Natura Consonat: in harmony with nature
Mary Farmilant
Years ago, when I first visited the Lac du Flambeau Indian Reservation in the Northwoods of Wisconsin, the home of my husband’s Ojibwe ancestors, I was struck by the ineffable quiet and serenity of their lands that produced in me a sense of wonder and completeness. I have returned countless times, photographing on the Reservation and other forests of the Northwoods, trying to capture and express the awe that I experienced. I came to learn this experience has a name: forestbathing, the act of rejuvenating the spirit and body by being in the woods.
Photographing throughout the seasons, I use classic color film and a conventional camera to picture the woods, marshes and meadows, sky, waters, and places marked by the people who dwell there. The images are printed on large scale panels of semi-opaque silk fabric. These delicate panels suspended from the ceiling by transparent nylon line, can be viewed from all sides.

§ EXERCISE DESCRIPTION: List each thing the text about the Northwoods photographs says the pictures show. The records that come next aren't used for anything here.

§ PROVIDED RECORDS:
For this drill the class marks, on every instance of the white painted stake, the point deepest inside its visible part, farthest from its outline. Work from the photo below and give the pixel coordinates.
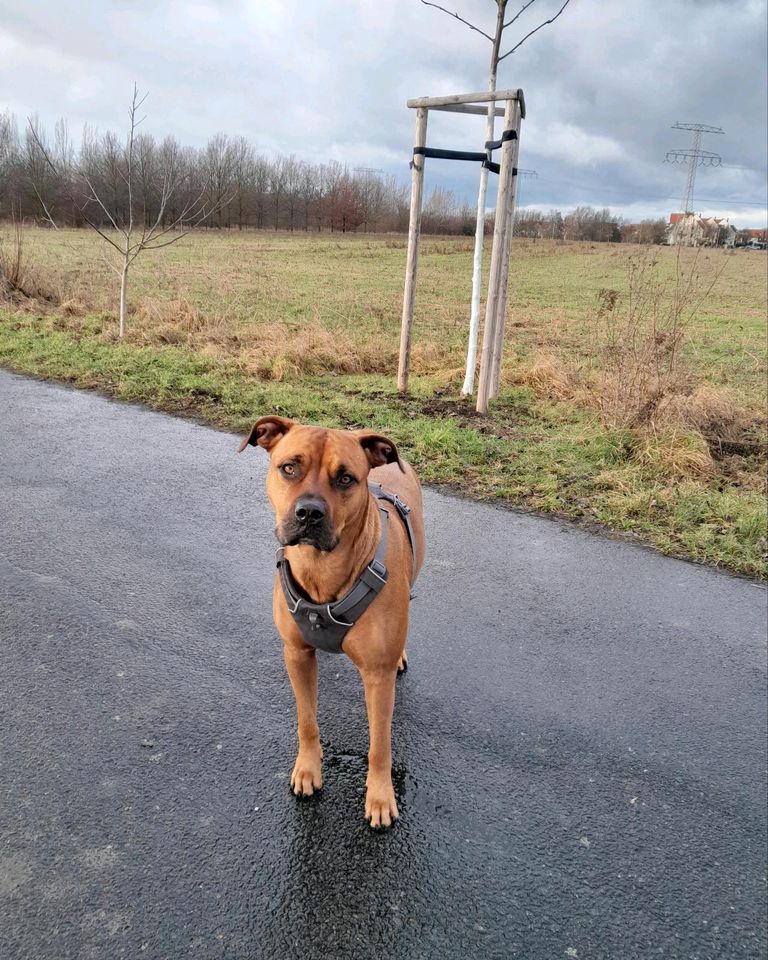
(500, 251)
(501, 314)
(477, 261)
(414, 230)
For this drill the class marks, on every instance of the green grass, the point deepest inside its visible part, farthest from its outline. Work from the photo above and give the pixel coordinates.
(533, 451)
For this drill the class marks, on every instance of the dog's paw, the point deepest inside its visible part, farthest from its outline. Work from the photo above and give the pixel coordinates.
(380, 805)
(307, 776)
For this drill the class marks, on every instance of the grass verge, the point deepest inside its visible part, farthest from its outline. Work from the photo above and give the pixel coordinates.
(532, 452)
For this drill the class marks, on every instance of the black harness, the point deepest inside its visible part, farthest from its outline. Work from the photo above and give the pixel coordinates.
(324, 625)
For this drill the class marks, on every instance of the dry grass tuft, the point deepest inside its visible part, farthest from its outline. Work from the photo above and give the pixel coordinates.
(73, 308)
(711, 410)
(549, 376)
(678, 456)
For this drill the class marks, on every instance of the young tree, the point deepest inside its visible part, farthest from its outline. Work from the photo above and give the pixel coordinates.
(496, 59)
(113, 205)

§ EXERCISE OUTPUT:
- woods
- marshes
- meadows
- sky
- waters
- places marked by the people who dwell there